- Born: c.1530 Balquholly (by Turriff), Banffshire, Scotland
- Died: c.1610 Hovland, Tysnes, Hordaland, Norway
- Allegiance: Kingdom of Scotland Denmark–Norway
- Branch: Royal Scots Navy Royal Dano-Norwegian Navy
- Rank: Admiral
- Spouses: Ursula Tollach and Else Tronds Rustung
- Children: John, Gilbert, Patrick, James Malcolm, Axel, Christoffer, Karen

= Anders Mowatt of Hugoland =

Scottish merchant

 Anders Mowat of Hugoland (also Andrew Mowat) (c. 1530 – c. 1610) was a Scottish merchant who became known as the "Lord of Hugoland" in Shetland. He served as an admiral in the Royal Danish-Norwegian Navy under King Christian IV of Denmark-Norway. He became a property owner in Sunnhordland now Hordaland, Norway.

==Biography==
Mowat's parentage is unclear. Most genealogical historians believe that Mowat's parents were Barbara Saint Clair and Bartholomew Mowat; there is no documentation to support this, however. Mowat's father may have been Macolm Mowat, although there is no documentation to support or dispute this claim either. A document has been reported to exist, allegedly written during the year 1572, stating that the "Lord of Hugoland" was the second son of an unknown Mowatt of Swinie (Swinzie) from Caithness, but unfortunately, the first name of his father is not visible. However, an assertion exists on the social network aggregator website, Spokeo, that Mowat is a "descendant of the Mowats of Mont Hout, as described by his families ancestral Coat of Arms at Northhouse." The Spokeo web page proposes two women as possible aunts-Agnes Mowat, who married Bartholomew Strang of Voisgarth, and Barbara Mowat, the wife of Thomas Leask of Auchmad).

==Historical document==
The first mention of Andrew Mowat in any known sources is from 1558. He was married to Ursula Tulloch, the daughter of William Tulloch of Skea in Northmavine and thus became an important figure in local affairs.

Mowat was an estate owner in Shetland, and mentioned as the lord of Hugoland. Since no Mowats are found in earlier Shetland sources, Mowat probably came from the mainland of Scotland in the early 1550s, and was one of the first Mowats to settle in Shetland.

▸ Material for this exercise
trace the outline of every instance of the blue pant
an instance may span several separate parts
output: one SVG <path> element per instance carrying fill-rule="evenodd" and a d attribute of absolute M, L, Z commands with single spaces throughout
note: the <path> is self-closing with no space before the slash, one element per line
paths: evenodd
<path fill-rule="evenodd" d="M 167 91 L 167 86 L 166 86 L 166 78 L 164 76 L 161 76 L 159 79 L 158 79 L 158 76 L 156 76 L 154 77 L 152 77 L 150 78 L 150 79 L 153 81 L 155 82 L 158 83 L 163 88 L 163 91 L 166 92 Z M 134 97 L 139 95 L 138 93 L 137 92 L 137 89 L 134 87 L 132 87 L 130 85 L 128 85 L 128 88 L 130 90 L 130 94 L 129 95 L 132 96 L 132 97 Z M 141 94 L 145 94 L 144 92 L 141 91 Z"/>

▸ Required tasks
1. According to the text about Anders Mowat, in what year does he first appear in any known source?
2. Tally how many lines of the records contain the string "rule", counting case, and give only that number.
The records are unrelated to the text about Anders Mowat.

▸ Answers below
1. 1558

2. 2